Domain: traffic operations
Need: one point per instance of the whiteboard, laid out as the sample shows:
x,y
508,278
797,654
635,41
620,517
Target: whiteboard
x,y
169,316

### REQUIRED TASK
Copy the listing above again, swapping every "whiteboard" for "blackboard" and leaving everything else unchanged.

### ANSWER TO THIS PROBLEM
Domain: traffic operations
Need: one point per instance of the blackboard, laid out as the sample shows:
x,y
508,278
797,654
635,41
620,517
Target: blackboard
x,y
169,316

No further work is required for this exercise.